Compréhensions en grande section


Il n’y a pas que l’élève qui doit être en mesure de se décentrer et d’adopter le point de vue d’autrui. L’enseignant aussi et il se voit alors dans l’obligation d’abandonner en partie une vision monolithique et unique de la compréhension. 

Evaluer finement la compréhension de textes « simples » montre combien certains élèves sont déjà loin des attendus de l’école. Choisir les textes proposés doit se faire au cas par cas, en fonction d’objectifs clairs et précis et en fonction de la classe.

Certains albums permettront de travailler une compréhension fine globale, d’autres, des points de détails. Alors ne nous privons ni des albums cartonnés comme les livres à toucher, ni de textes ardus par peur de l’incompréhension.

Depuis plusieurs années, ma classe participe au prix des jeunes lecteurs organisé par la Bibliothèque départementale de prêt. La tranche d’âge (5/7 ans) se compose d’albums extrêmement variés par leur nature et leur difficulté. Dans bien des cas, ce sont des livres que je n’aurais pas lu à mes élèves mais cela m’a permis d’observer leurs réactions à des textes à priori pas adaptés – en tout cas dans l’esprit scolaire. Ce n’est ni la longueur du texte, ni la qualité des illustrations, ni la difficulté des mots qui font qu’ils adhèrent ou pas à une histoire. C’est souvent une question d’alchimie, d’équilibre précaire entre toutes les composantes de l’album. Dans le cas des élèves de GS, élèves encore non lecteurs, la part de l’oralisation par l’enseignant, de la mise en mots et en scène de l’histoire apparaît comme un facteur déterminant. S’intéresser à ce qu’ils aiment et ce qu’ils n’aiment pas, leur demander de le formuler, met en relief les différentes façons qu’ils ont d’appréhender le monde, la diversité de leurs goûts et de leurs avis, parfois très tranchés.

MATÉRIEL.
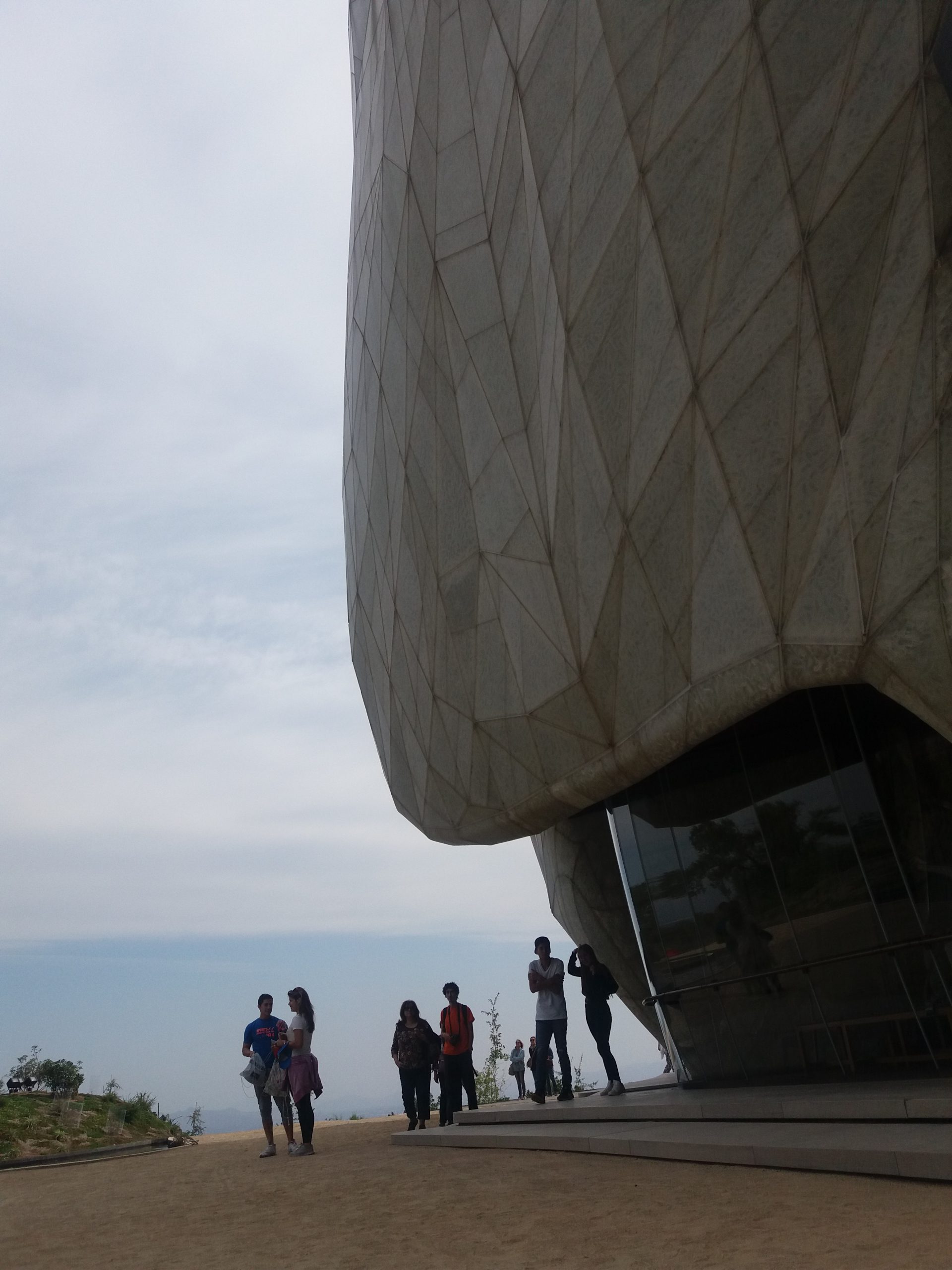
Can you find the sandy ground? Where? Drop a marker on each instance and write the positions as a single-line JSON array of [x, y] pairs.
[[362, 1203]]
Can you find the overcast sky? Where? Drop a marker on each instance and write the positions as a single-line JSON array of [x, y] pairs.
[[183, 750]]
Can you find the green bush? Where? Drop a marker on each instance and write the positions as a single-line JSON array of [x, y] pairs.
[[137, 1107]]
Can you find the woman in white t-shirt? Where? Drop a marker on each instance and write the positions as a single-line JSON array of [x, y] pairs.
[[304, 1078]]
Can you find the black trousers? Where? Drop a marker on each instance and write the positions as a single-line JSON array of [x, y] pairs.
[[546, 1032], [305, 1117], [598, 1016], [457, 1076], [416, 1087]]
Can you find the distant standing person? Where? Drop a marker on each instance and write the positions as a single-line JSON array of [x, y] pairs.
[[597, 987], [517, 1067], [304, 1078], [456, 1066], [261, 1038], [416, 1048], [547, 981]]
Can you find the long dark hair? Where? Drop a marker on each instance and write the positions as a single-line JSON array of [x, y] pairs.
[[409, 1005], [304, 1006], [595, 964]]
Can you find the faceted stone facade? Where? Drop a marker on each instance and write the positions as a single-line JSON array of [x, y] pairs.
[[649, 352]]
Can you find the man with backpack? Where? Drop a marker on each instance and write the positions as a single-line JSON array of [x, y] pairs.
[[547, 980], [456, 1071], [261, 1038]]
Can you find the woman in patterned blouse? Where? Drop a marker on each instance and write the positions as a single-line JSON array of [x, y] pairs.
[[414, 1051]]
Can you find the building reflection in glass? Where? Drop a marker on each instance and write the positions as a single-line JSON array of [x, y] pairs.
[[791, 887]]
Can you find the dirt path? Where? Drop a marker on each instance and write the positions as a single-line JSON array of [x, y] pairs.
[[357, 1203]]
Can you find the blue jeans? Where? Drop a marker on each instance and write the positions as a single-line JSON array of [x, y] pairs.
[[547, 1029]]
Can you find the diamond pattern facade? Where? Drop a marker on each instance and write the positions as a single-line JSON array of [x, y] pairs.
[[648, 412]]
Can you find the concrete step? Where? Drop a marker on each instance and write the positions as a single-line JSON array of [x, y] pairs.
[[914, 1151], [901, 1101]]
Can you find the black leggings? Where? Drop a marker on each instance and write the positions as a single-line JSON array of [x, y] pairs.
[[305, 1115], [416, 1087], [598, 1016]]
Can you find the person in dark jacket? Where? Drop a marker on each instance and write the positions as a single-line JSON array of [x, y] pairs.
[[597, 987], [414, 1051]]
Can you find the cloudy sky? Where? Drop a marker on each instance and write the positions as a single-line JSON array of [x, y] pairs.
[[184, 756]]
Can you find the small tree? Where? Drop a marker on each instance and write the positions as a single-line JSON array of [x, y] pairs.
[[60, 1076], [489, 1081], [581, 1086], [27, 1066]]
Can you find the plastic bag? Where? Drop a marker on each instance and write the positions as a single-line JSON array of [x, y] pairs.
[[255, 1070], [277, 1082]]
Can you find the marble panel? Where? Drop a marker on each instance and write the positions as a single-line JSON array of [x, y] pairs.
[[648, 359]]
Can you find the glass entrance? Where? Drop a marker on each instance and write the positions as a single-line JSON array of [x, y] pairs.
[[791, 888]]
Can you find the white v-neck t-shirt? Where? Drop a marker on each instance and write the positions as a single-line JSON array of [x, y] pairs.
[[298, 1021], [549, 1005]]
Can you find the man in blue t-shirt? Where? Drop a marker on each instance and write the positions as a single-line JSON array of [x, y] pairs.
[[259, 1037]]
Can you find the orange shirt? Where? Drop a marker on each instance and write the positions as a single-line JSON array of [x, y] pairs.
[[455, 1019]]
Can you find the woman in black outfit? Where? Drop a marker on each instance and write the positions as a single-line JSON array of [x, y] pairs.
[[597, 987], [414, 1051]]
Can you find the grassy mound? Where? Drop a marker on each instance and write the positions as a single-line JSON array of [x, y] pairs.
[[37, 1124]]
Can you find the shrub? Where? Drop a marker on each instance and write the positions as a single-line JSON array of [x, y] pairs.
[[490, 1080], [26, 1066], [139, 1105]]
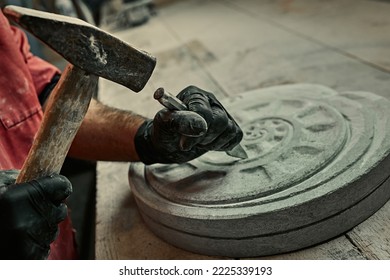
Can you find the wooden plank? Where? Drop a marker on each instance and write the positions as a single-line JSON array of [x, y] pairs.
[[372, 237], [358, 28]]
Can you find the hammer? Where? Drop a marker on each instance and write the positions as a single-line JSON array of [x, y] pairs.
[[91, 52]]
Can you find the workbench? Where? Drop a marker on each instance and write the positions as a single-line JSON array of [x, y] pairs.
[[230, 47]]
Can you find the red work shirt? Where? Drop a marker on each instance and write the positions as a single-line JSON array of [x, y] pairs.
[[22, 77]]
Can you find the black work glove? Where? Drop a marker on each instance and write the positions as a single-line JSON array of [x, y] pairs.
[[180, 136], [29, 214]]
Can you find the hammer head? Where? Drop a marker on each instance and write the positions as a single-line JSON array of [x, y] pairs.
[[87, 47]]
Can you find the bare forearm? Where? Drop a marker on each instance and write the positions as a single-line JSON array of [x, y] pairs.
[[107, 134]]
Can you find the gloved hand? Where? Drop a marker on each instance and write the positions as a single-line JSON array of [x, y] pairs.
[[180, 136], [29, 214]]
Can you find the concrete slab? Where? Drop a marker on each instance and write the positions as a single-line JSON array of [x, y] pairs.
[[316, 168]]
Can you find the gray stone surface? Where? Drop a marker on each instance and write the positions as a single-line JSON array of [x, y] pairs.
[[318, 165]]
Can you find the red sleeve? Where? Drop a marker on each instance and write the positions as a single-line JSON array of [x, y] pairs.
[[41, 71]]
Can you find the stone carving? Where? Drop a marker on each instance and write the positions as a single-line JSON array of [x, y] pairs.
[[317, 165]]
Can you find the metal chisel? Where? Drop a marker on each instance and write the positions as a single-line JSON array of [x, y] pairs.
[[171, 102]]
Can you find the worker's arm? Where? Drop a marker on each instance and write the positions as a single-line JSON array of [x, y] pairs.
[[171, 137], [106, 134]]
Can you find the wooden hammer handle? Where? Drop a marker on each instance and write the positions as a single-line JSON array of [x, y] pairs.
[[64, 112]]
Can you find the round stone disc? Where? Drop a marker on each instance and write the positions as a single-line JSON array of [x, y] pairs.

OBJECTIF.
Recopiez mot pour mot le passage de la page sur la compréhension en grande section qui s'ouvre sur les mots « Il n’y a pas » et se clôt sur « peur de l’incompréhension. ».

RÉPONSE ATTENDUE.
Il n’y a pas que l’élève qui doit être en mesure de se décentrer et d’adopter le point de vue d’autrui. L’enseignant aussi et il se voit alors dans l’obligation d’abandonner en partie une vision monolithique et unique de la compréhension. 

Evaluer finement la compréhension de textes « simples » montre combien certains élèves sont déjà loin des attendus de l’école. Choisir les textes proposés doit se faire au cas par cas, en fonction d’objectifs clairs et précis et en fonction de la classe.

Certains albums permettront de travailler une compréhension fine globale, d’autres, des points de détails. Alors ne nous privons ni des albums cartonnés comme les livres à toucher, ni de textes ardus par peur de l’incompréhension.